ASSIGNED TASK
The records underneath are to be repeated exactly, with the pictures left out.

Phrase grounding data

------------------------------------------------------------

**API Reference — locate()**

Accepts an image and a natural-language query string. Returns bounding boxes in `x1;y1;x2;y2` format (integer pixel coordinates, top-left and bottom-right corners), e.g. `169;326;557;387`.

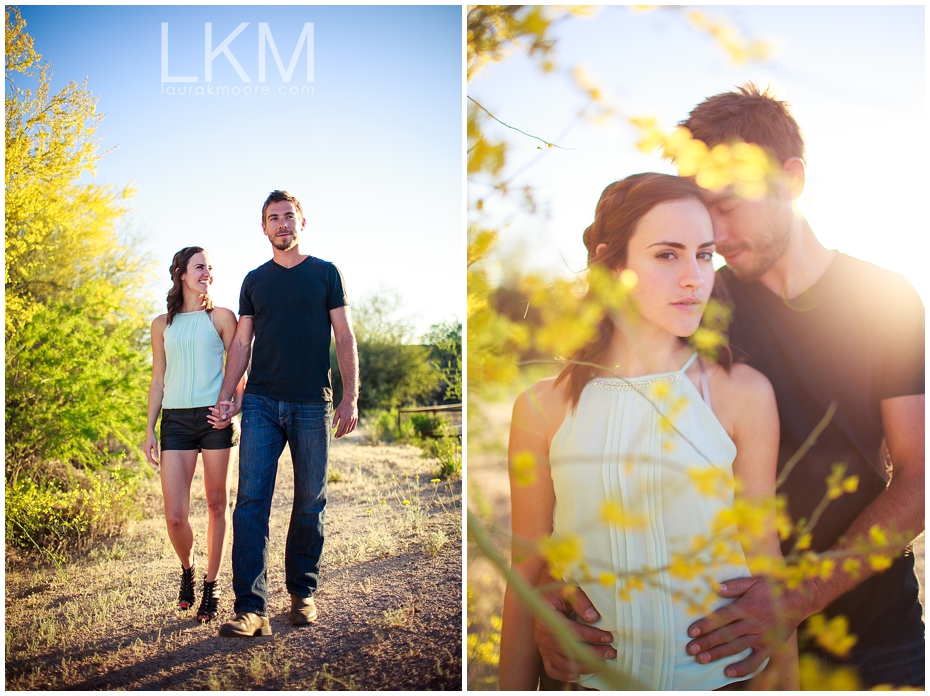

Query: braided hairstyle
166;246;214;326
553;173;730;408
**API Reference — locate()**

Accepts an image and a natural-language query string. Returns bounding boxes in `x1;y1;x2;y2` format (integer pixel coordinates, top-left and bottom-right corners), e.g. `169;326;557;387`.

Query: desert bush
362;409;415;444
418;435;462;479
6;464;145;561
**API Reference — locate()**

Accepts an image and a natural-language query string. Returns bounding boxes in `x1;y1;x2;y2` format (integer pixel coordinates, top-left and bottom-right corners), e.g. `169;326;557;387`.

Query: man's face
262;200;306;251
701;186;793;281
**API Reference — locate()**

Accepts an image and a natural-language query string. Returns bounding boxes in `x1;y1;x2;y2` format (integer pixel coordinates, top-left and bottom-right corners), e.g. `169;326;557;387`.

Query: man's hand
208;398;241;429
534;568;616;682
333;399;358;438
685;576;805;679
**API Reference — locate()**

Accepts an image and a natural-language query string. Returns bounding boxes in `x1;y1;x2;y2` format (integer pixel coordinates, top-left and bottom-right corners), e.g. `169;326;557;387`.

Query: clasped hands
207;398;240;429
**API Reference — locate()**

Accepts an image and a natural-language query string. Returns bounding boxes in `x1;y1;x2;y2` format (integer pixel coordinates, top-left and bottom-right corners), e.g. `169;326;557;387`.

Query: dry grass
5;429;462;690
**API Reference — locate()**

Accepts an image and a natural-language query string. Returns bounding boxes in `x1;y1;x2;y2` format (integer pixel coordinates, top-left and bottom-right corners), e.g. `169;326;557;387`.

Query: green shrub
6;465;143;561
419;436;462;479
410;414;453;439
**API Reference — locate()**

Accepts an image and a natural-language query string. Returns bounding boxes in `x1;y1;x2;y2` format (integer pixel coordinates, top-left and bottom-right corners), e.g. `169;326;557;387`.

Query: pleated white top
549;353;762;690
162;310;225;409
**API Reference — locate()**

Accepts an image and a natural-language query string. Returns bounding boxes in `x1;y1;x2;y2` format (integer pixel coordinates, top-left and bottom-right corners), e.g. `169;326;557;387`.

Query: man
534;85;924;687
209;189;360;638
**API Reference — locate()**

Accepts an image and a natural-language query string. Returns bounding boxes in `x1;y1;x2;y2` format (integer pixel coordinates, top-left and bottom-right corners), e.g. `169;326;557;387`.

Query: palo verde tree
5;6;154;481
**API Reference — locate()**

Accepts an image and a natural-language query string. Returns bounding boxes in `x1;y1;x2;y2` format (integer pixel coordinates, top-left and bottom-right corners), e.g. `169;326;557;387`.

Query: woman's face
181;251;213;296
619;197;716;338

------------------------------------------------------------

YOUR RESPONSE
**API Reference — locate()**

Accepts an image and a natural-language query string. Returns bounding boxes in `x1;y1;x2;y2` format (integer pixel coordinates, top-left and bottom-right corners), e.g. `169;326;557;387`.


Query: braided hairstyle
166;246;214;326
553;173;730;408
**API Reference — locate()**

Accepts an image and a natural-language query string. Returns bounding boxes in `x1;y1;x2;y2` format (integer pixel coordinates, top-left and bottom-right corners), e.g. `169;326;557;387`.

Query: desert bush
362;409;415;444
418;435;462;479
6;464;145;561
**API Reference — locate()**

Accepts an image and a natural-language query string. Returns bounding boxes in `x1;y1;x2;y2` format (integer pixel coordinates, top-left and bottom-right corners), e.g. `169;326;557;387`.

Query: man's face
262;200;306;251
701;186;793;281
**API Reference — locate()**

Accepts an image and a natural-language query string. Returns bounding boxes in `x1;y1;x2;y2` format (integer pixel coordinates, top-left and bottom-right corners), e.g. `169;326;557;387`.

Query: man's hand
208;398;241;429
534;568;616;682
333;399;358;438
685;576;805;679
**API Reference — locate()**

Accepts an image and a natural-language query string. Returns bounding boxes in `x1;y1;x2;y2` format (integer pixel coordinates, top-left and bottom-right corners), e.g. `169;326;557;387`.

Query: clasped hands
207;398;240;429
**API Reference — locate()**

Accepts an image and a natural-language query string. Returns bounding boxes in `x1;y1;x2;y2` format (integer pixel coordinates, top-left and bottom-right corners), e.g. `169;326;557;387`.

Query: dry grass
5;429;462;690
**API Reference — locate()**

Accepts an image and a natural-language query string. Returns bounding boxes in `x1;y1;x2;y2` format (integer pixel coordinates, top-left and bottom-right corners), e.g. `169;326;557;387`.

Query: green shrub
6;465;143;561
419;436;462;479
410;414;453;439
**API Reference — locate()**

Accepts an image and a natural-language query string. Returns bounding boxes in `x1;y1;x2;y2` format (integer pixel coordinates, top-left and bottom-right corners), e.g. `169;326;557;387`.

Query: pleated white top
549;353;762;690
162;310;225;409
**API Reference — locate()**

Accepts an image and a natural-language query string. Returns bounding boxes in `x1;y1;x2;y2` format (integer pixel coordinates, top-left and bottom-right corners), e.g. `169;326;557;387`.

Query: man
534;85;924;687
209;189;360;638
**API Reference — locate()**

Accepts an image and a natural-language query string. Returns bounding boxes in `x1;y1;x2;y2` format (integer pixel coordinates, top-left and bottom-right corners), e.g. `169;326;557;387`.

Query: palo verde tree
5;6;154;481
**API Reference — locate()**

Accepts an image and a natural-language query string. Returns bounding boxes in `x1;y1;x2;y2` format (integer pixel coordinates, top-left and bottom-right corners), e.g. `169;326;557;387`.

Query: woman's face
181;251;213;296
619;197;716;338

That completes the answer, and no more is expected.